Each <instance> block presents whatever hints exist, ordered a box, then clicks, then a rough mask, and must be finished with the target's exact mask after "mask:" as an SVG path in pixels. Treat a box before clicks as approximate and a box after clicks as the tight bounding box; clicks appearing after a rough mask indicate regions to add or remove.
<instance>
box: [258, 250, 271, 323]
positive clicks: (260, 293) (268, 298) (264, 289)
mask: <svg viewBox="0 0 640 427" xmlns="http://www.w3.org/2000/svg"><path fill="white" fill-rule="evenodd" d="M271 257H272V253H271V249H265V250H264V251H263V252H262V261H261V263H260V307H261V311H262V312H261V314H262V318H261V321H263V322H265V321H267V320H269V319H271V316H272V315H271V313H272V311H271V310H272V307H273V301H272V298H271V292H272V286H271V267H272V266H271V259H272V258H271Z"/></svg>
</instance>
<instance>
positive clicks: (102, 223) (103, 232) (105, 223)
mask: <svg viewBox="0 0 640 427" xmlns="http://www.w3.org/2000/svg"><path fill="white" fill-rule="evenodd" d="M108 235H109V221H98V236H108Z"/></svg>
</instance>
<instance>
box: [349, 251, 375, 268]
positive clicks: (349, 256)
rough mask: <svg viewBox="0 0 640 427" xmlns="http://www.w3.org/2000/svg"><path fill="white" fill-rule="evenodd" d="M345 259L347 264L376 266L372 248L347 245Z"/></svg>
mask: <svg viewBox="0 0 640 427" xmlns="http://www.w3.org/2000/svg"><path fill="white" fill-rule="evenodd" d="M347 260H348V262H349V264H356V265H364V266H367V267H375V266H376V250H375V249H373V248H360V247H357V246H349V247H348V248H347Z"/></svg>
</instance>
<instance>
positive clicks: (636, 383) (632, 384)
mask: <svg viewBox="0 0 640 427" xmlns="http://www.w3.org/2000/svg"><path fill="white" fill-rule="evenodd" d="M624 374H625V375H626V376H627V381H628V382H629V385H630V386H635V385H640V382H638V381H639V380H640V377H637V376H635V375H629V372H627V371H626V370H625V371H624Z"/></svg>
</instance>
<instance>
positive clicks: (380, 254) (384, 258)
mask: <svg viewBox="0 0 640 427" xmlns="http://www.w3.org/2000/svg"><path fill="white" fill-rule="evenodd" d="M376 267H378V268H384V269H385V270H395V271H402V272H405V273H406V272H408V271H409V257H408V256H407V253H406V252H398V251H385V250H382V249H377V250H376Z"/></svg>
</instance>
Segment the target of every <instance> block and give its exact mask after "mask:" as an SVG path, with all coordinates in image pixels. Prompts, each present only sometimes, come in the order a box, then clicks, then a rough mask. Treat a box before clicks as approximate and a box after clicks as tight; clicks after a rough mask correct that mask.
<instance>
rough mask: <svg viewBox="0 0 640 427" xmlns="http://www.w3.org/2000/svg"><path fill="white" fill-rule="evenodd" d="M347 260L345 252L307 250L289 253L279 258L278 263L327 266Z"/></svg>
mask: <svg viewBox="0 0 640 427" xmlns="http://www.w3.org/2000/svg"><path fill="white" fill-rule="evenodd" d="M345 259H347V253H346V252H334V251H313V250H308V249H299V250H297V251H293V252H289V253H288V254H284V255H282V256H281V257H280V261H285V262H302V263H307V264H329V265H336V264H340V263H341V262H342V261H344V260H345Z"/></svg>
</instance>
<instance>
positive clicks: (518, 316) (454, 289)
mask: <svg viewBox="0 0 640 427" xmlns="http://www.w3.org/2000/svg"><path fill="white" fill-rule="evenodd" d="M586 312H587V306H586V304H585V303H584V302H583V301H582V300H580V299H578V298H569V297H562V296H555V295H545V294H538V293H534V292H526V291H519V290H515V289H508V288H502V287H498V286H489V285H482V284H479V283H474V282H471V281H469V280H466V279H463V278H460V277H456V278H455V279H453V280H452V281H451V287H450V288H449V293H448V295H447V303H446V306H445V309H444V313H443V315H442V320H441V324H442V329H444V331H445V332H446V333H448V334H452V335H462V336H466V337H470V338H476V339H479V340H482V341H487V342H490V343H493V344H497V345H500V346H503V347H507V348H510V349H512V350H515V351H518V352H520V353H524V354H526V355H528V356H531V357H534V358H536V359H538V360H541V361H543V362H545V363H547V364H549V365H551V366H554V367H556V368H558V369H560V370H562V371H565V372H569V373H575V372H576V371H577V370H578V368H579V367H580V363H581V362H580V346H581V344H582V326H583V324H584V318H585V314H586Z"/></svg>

------------------------

WORK INSTRUCTIONS: Nothing in the data above should change. Please copy it all.

EXERCISE SOLUTION:
Each <instance> block presents whatever hints exist, ordered a box, then clicks, then a rough mask, and must be finished with the target's exact mask after "mask:" as an SVG path in pixels. Treat a box before clicks as approximate and a box after clicks as the tight bounding box; clicks appearing after a rough mask indicate regions to add or remove.
<instance>
box: [258, 250, 271, 323]
positive clicks: (260, 293) (268, 298) (264, 289)
mask: <svg viewBox="0 0 640 427" xmlns="http://www.w3.org/2000/svg"><path fill="white" fill-rule="evenodd" d="M271 257H272V253H271V249H265V250H264V251H263V252H262V261H261V263H260V307H261V311H262V312H261V314H262V318H261V321H263V322H265V321H267V320H269V319H271V316H272V315H271V313H272V311H271V310H272V307H273V301H272V298H271V292H272V286H271V267H272V266H271V259H272V258H271Z"/></svg>
</instance>
<instance>
positive clicks: (102, 223) (103, 232) (105, 223)
mask: <svg viewBox="0 0 640 427" xmlns="http://www.w3.org/2000/svg"><path fill="white" fill-rule="evenodd" d="M108 235H109V221H98V236H108Z"/></svg>
</instance>
<instance>
box: [349, 251, 375, 268]
positive clicks: (349, 256)
rough mask: <svg viewBox="0 0 640 427" xmlns="http://www.w3.org/2000/svg"><path fill="white" fill-rule="evenodd" d="M345 259L347 264L376 266L372 248L347 245Z"/></svg>
mask: <svg viewBox="0 0 640 427" xmlns="http://www.w3.org/2000/svg"><path fill="white" fill-rule="evenodd" d="M347 260H348V262H349V264H356V265H364V266H367V267H375V266H376V250H375V249H373V248H360V247H357V246H349V247H348V248H347Z"/></svg>
</instance>
<instance>
positive clicks: (636, 383) (632, 384)
mask: <svg viewBox="0 0 640 427" xmlns="http://www.w3.org/2000/svg"><path fill="white" fill-rule="evenodd" d="M624 374H625V375H626V376H627V381H628V382H629V385H630V386H635V385H640V382H638V381H639V380H640V377H637V376H635V375H629V372H627V371H626V370H625V371H624Z"/></svg>
</instance>
<instance>
positive clicks: (380, 254) (384, 258)
mask: <svg viewBox="0 0 640 427" xmlns="http://www.w3.org/2000/svg"><path fill="white" fill-rule="evenodd" d="M376 267H378V268H384V269H385V270H395V271H402V272H405V273H406V272H408V271H409V257H408V256H407V253H406V252H398V251H385V250H382V249H377V250H376Z"/></svg>
</instance>
Segment the target of every <instance> block and give its exact mask after "mask:" as an SVG path, with all coordinates in image pixels. Prompts, each present only sometimes, come in the order a box, then clicks, then a rough mask. Treat a box before clicks as approximate and a box after clicks as tight; clicks after a rough mask correct that mask.
<instance>
rough mask: <svg viewBox="0 0 640 427" xmlns="http://www.w3.org/2000/svg"><path fill="white" fill-rule="evenodd" d="M347 260L345 252L307 250L289 253L279 258L278 263L327 266Z"/></svg>
mask: <svg viewBox="0 0 640 427" xmlns="http://www.w3.org/2000/svg"><path fill="white" fill-rule="evenodd" d="M345 259H347V253H346V252H334V251H313V250H308V249H299V250H297V251H293V252H289V253H288V254H284V255H282V256H281V257H280V261H285V262H302V263H307V264H329V265H336V264H340V263H341V262H342V261H344V260H345Z"/></svg>
</instance>
<instance>
positive clicks: (518, 316) (454, 289)
mask: <svg viewBox="0 0 640 427" xmlns="http://www.w3.org/2000/svg"><path fill="white" fill-rule="evenodd" d="M586 312H587V306H586V304H585V303H584V302H583V301H582V300H580V299H578V298H569V297H562V296H555V295H545V294H538V293H534V292H526V291H519V290H515V289H508V288H502V287H498V286H489V285H482V284H479V283H474V282H471V281H469V280H466V279H463V278H460V277H456V278H455V279H453V280H452V281H451V287H450V288H449V293H448V295H447V303H446V306H445V309H444V313H443V315H442V320H441V324H442V329H444V331H445V332H446V333H448V334H452V335H462V336H466V337H470V338H476V339H479V340H482V341H487V342H490V343H493V344H497V345H500V346H503V347H507V348H510V349H512V350H515V351H518V352H520V353H524V354H526V355H528V356H531V357H534V358H536V359H538V360H541V361H543V362H545V363H547V364H549V365H551V366H554V367H556V368H558V369H560V370H562V371H565V372H569V373H575V372H576V371H577V370H578V368H579V367H580V363H581V362H580V346H581V344H582V326H583V324H584V318H585V314H586Z"/></svg>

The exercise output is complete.